──────── DATASET CONTENT ────────
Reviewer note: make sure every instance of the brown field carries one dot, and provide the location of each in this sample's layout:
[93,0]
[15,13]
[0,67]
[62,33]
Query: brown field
────────
## DIRECTIONS
Tell how many lines in the data hold the string "brown", giving the number by itself.

## ANSWER
2